多くの建設業の現場では、今なおアナログな業務プロセスが根強く残っており、それが非効率を生む原因となっています。
まずは、ワークフローシステムの必要性を理解するために、建設業でよく見られる業務プロセスの課題を具体的に見ていきましょう。
拠点間で発生する非効率な承認リレー
本社や支店、そして各建設現場など、建設業においては複数の拠点で業務が進められます。そうしたなか、申請書や報告書を承認してもらうため、書類を拠点間で郵送したり、担当者が直接届けたりするケースも少なくありません。
このような運用は、承認までに多くの時間がかかってしまい、承認者が不在であればその時点で業務は停滞してしまいます。このような時間的・物理的な制約による承認の遅れは、プロジェクト全体の進行に影響を及ぼす深刻な課題です。
保管場所に困る膨大な安全書類や図面、契約書
建設業では、安全管理に関する書類(グリーンファイル)や設計図面、契約書、各種申請書など、法律で保管が義務付けられている書類が数多く存在します。
これらの書類はプロジェクト終了後も一定期間保管する必要があり、オフィスの書庫や倉庫を圧迫します。また、紙媒体での保管は、必要な書類を探し出すのに時間がかかるだけでなく、紛失や劣化のリスクも伴います。
属人化しがちな見積もり作成と承認フロー
見積書の作成や、それに伴う承認フローが特定の担当者の経験や勘に依存し、属人化しているケースは少なくありません。
担当者が変わると見積もりの精度が落ちたり、承認ルートが不明確になったりするリスクがあります。また、誰が、どの段階まで承認しているのかが見えにくいため、進捗確認にも手間がかかりがちです。
厳格化するコンプライアンスと内部統制への対応
建設業法や労働安全衛生法など、建設業に関連する法律は年々厳格化しており、コンプライアンス遵守(法令遵守)の重要性が増しています。
紙ベースの業務では、「いつ、誰が、何を承認したのか」という記録(証跡)を正確に追うことが難しく、内部統制の観点から見ても十分とは言えません。適切な承認プロセスを経ていない業務は、後の監査で指摘を受けるリスクも抱えています。
頻繁に行われる組織変更の負担
建設業は、プロジェクト単位でチームが編成されたり、年度ごとに組織改編が行われたりすることが頻繁にあります。その度に、申請書や稟議書の承認ルートを手作業で変更するのは大変な手間です。そして、古い承認ルートのまま申請が出されてしまい、手戻りが発生するといった非効率も起こりがちです。
====
■ 問題文 A ■
記録のうち、「Where can the palm」を含む行から始まり「column 473, row 301」を含む行で終わる範囲を、「chimney」を「smokestack」に差し替えて書き出すこと。ほかは変えない。
上の抜粋とこのあとの記録は、互いに関係のない別々の資料である。

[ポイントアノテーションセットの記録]
====
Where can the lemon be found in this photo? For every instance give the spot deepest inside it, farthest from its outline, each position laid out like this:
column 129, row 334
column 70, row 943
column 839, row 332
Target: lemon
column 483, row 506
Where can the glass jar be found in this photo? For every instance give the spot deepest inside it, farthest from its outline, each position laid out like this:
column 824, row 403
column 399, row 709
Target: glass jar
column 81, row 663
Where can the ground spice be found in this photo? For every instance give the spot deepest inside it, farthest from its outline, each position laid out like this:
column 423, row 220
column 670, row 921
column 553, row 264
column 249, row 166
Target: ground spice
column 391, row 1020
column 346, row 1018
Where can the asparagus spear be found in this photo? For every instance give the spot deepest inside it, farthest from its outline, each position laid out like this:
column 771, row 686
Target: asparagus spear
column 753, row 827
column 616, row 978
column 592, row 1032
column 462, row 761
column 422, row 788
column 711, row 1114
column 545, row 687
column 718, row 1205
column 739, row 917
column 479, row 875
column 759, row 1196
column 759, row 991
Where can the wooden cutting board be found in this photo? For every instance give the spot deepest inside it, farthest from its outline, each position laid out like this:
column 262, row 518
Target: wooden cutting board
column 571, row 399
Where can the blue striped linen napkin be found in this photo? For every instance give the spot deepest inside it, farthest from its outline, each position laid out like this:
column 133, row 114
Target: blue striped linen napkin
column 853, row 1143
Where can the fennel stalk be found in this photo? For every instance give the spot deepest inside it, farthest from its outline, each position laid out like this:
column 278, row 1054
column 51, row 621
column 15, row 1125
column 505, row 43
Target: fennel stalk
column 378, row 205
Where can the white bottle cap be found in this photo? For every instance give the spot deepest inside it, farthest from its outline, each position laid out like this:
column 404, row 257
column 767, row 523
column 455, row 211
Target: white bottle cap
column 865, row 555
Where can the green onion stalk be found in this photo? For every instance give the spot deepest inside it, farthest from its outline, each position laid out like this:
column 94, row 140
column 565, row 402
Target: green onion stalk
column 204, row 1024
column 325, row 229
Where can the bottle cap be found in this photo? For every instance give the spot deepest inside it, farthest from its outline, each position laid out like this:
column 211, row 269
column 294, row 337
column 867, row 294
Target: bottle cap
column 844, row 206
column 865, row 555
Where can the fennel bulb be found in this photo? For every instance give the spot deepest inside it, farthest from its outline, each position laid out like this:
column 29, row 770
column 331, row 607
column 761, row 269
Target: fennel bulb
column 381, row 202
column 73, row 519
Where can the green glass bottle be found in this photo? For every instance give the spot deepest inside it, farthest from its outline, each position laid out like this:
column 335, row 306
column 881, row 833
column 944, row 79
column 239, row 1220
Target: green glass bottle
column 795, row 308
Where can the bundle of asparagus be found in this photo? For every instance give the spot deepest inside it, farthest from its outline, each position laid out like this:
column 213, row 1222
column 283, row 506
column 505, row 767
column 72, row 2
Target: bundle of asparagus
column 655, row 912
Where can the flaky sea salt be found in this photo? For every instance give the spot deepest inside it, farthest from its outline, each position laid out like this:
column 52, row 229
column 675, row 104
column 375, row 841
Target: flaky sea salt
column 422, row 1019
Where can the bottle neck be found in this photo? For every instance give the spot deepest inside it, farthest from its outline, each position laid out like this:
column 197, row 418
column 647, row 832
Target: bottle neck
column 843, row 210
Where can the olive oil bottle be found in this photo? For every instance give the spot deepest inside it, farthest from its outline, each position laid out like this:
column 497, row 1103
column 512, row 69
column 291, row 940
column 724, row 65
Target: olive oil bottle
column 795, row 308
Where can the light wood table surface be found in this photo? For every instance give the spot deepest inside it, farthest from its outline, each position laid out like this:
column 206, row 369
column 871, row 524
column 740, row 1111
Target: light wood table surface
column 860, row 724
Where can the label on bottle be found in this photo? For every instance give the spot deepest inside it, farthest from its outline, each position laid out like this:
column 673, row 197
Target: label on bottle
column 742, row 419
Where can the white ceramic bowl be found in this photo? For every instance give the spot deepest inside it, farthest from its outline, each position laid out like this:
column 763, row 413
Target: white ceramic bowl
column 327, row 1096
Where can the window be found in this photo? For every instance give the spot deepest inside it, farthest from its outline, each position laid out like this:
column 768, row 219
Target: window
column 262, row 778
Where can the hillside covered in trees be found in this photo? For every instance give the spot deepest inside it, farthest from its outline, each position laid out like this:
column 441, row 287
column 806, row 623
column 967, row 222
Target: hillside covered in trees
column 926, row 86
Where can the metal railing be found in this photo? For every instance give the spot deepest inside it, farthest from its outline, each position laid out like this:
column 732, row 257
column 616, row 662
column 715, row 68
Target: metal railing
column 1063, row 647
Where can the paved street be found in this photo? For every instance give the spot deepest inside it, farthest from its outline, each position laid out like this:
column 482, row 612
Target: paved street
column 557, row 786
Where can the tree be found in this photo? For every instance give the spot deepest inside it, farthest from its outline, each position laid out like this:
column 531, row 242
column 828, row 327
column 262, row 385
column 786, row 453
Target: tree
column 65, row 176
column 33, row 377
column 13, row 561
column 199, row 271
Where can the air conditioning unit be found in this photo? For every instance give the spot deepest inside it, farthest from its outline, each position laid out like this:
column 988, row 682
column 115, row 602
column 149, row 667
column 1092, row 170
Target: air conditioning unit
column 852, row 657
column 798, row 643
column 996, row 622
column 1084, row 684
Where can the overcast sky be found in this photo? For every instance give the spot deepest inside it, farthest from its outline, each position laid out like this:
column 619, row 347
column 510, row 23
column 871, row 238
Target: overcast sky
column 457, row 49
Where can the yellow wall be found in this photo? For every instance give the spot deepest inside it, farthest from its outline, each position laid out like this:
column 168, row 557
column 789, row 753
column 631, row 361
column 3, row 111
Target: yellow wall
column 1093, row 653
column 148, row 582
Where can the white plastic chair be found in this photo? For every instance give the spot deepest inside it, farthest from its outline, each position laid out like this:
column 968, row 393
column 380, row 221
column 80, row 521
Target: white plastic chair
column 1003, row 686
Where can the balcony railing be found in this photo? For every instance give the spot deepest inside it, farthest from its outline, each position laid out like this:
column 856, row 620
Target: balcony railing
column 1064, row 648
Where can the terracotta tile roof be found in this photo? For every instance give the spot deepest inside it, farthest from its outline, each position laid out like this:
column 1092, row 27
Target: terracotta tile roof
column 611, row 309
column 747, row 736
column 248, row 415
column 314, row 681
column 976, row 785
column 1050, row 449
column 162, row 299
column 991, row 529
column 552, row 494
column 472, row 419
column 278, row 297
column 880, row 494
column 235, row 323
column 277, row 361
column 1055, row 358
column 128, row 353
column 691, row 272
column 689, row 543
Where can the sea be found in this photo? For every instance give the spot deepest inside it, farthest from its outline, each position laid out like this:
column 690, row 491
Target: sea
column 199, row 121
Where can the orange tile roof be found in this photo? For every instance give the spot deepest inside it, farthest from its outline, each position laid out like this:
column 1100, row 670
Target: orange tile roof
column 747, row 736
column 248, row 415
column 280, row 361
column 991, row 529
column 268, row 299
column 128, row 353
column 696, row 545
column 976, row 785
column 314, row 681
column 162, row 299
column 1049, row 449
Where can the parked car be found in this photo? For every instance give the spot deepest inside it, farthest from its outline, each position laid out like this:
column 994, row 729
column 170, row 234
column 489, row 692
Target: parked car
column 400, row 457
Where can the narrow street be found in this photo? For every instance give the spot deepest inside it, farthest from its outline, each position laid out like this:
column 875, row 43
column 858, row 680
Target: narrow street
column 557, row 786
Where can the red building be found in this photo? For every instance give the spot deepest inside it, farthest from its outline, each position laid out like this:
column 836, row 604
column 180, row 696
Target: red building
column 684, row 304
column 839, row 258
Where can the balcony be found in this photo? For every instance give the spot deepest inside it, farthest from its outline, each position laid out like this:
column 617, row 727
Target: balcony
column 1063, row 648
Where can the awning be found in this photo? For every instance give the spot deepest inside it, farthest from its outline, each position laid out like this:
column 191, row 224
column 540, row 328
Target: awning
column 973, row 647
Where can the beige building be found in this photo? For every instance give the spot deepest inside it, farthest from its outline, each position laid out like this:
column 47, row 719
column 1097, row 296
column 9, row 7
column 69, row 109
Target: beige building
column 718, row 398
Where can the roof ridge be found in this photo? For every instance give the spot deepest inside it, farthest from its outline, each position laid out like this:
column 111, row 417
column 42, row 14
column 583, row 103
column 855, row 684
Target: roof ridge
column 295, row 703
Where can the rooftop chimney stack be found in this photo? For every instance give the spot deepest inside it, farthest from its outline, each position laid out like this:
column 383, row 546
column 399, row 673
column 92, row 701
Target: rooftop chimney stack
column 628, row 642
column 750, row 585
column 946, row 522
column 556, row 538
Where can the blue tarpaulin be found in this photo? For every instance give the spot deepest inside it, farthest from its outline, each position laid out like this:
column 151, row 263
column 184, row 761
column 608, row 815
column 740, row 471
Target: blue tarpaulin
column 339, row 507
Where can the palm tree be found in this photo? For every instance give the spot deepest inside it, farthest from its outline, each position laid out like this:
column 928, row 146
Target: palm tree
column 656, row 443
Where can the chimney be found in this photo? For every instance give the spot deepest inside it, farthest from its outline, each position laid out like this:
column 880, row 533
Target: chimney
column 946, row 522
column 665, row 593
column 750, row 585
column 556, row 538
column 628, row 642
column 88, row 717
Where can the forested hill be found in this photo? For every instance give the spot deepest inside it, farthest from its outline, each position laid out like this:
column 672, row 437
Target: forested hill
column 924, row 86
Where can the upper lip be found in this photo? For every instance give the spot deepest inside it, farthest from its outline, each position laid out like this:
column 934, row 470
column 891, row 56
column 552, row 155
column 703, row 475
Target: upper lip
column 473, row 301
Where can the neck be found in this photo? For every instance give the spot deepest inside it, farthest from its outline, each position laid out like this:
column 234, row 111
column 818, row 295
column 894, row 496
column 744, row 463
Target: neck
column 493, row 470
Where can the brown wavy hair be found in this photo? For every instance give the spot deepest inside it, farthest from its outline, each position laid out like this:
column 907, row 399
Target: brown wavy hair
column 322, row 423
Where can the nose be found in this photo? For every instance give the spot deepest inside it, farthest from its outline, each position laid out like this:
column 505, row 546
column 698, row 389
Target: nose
====
■ 問題文 B ■
抜粋によると、建設業で承認ルートの変更が大きな手間になるのはなぜか。1〜3文で説明せよ。

■ 正解 A ■
Where can the palm tree be found in this photo? For every instance give the spot deepest inside it, farthest from its outline, each position laid out like this:
column 928, row 146
Target: palm tree
column 656, row 443
Where can the smokestack be found in this photo? For every instance give the spot deepest inside it, farthest from its outline, each position laid out like this:
column 880, row 533
Target: smokestack
column 946, row 522
column 665, row 593
column 750, row 585
column 556, row 538
column 628, row 642
column 88, row 717
Where can the forested hill be found in this photo? For every instance give the spot deepest inside it, farthest from its outline, each position laid out like this:
column 672, row 437
Target: forested hill
column 924, row 86
Where can the upper lip be found in this photo? For every instance give the spot deepest inside it, farthest from its outline, each position laid out like this:
column 934, row 470
column 891, row 56
column 552, row 155
column 703, row 475
Target: upper lip
column 473, row 301

■ 正解 B ■
建設業ではプロジェクト単位でチームが編成されたり、年度ごとに組織改編が行われたりすることが頻繁にある。その度に申請書や稟議書の承認ルートを手作業で変更しなければならないからである。